> STATED PROBLEM
Could you reproduce all of the data below word for word, with every line unchanged and in the same order?

> DATA TO USE

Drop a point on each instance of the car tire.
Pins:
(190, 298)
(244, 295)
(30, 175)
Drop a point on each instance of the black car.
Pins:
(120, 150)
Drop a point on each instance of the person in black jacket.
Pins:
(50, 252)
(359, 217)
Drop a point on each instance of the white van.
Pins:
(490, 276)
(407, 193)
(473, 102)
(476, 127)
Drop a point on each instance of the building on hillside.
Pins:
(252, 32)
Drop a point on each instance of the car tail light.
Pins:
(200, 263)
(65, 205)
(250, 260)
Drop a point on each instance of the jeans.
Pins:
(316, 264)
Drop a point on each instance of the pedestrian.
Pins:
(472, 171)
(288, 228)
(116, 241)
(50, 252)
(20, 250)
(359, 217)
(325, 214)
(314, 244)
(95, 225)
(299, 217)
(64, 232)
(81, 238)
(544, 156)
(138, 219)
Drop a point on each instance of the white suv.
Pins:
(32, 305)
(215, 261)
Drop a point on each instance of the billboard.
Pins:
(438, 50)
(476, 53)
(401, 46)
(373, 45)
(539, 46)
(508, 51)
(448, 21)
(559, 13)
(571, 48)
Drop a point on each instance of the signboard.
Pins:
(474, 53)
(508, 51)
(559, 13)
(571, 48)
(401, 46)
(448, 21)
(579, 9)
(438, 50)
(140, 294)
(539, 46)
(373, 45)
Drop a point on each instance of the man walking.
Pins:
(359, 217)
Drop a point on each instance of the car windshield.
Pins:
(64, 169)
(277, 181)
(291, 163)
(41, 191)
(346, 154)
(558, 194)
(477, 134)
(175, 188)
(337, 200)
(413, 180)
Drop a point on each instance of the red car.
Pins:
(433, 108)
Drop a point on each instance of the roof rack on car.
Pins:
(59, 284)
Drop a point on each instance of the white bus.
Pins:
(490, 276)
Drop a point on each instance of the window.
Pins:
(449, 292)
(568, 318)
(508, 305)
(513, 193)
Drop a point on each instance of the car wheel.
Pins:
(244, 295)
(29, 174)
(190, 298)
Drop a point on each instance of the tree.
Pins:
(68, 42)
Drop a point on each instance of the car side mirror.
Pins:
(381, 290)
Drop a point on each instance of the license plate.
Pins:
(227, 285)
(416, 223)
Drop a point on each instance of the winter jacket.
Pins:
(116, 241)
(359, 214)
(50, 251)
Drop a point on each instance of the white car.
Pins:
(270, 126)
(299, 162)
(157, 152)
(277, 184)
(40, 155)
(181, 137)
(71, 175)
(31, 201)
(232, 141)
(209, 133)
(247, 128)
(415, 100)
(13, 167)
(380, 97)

> SOLUTION FOR THIS TASK
Drop a point on each instance of the car tire.
Pins:
(190, 298)
(244, 295)
(30, 175)
Drop a point on each instance of the black car.
Pins:
(120, 150)
Drop a point on each instance of the person in black jacket.
Pins:
(50, 252)
(359, 217)
Drop a point on each instance of the white van.
Pins:
(490, 276)
(407, 193)
(473, 102)
(476, 127)
Drop a point on each instance of the building on hillside.
Pins:
(252, 32)
Drop a point on each instance of the car tail light.
Pins:
(200, 263)
(65, 205)
(250, 260)
Drop a point on each instance of the jeans.
Pins:
(316, 264)
Drop a point on each instance of the pedestrian.
Pins:
(472, 171)
(288, 228)
(116, 241)
(50, 252)
(20, 250)
(359, 217)
(325, 214)
(314, 244)
(95, 225)
(299, 217)
(64, 232)
(81, 238)
(544, 156)
(138, 219)
Drop a point on each instance of the white suv.
Pins:
(32, 305)
(215, 261)
Drop a point on each instance of the billboard.
Pins:
(438, 50)
(476, 53)
(401, 46)
(373, 45)
(539, 46)
(508, 51)
(448, 21)
(559, 13)
(571, 48)
Drop a point on each instance of the signboard.
Pins:
(474, 53)
(508, 51)
(559, 13)
(571, 48)
(401, 46)
(448, 21)
(579, 9)
(438, 50)
(140, 294)
(539, 46)
(373, 45)
Drop a point on each instance of the man walking.
Pins:
(359, 217)
Drop a point on each instance of the car windshield.
Pins:
(64, 169)
(277, 181)
(291, 163)
(41, 191)
(346, 154)
(558, 194)
(477, 134)
(175, 188)
(337, 200)
(413, 180)
Drop a point on each instance of the red car.
Pins:
(433, 108)
Drop a point on each instance of the roof rack on car.
Pins:
(59, 284)
Drop a point on each instance of the white bus.
Pins:
(490, 276)
Drop a point on each instance of the window.
Pins:
(449, 292)
(568, 318)
(508, 305)
(513, 193)
Drop a point on each instance of the car wheel.
Pins:
(244, 295)
(29, 174)
(190, 298)
Drop a point on each instance of the tree.
Pins:
(68, 42)
Drop a point on each instance of the car side mirror.
Pins:
(381, 290)
Drop a point on each instance of the license plate.
Pins:
(227, 285)
(416, 223)
Drop a point on each instance of the winter jacket.
Pins:
(116, 241)
(359, 214)
(50, 251)
Drop a point on each instance of the white car.
Pins:
(270, 126)
(299, 162)
(157, 152)
(277, 184)
(40, 155)
(181, 137)
(71, 175)
(31, 201)
(232, 141)
(209, 133)
(247, 128)
(415, 100)
(13, 167)
(380, 97)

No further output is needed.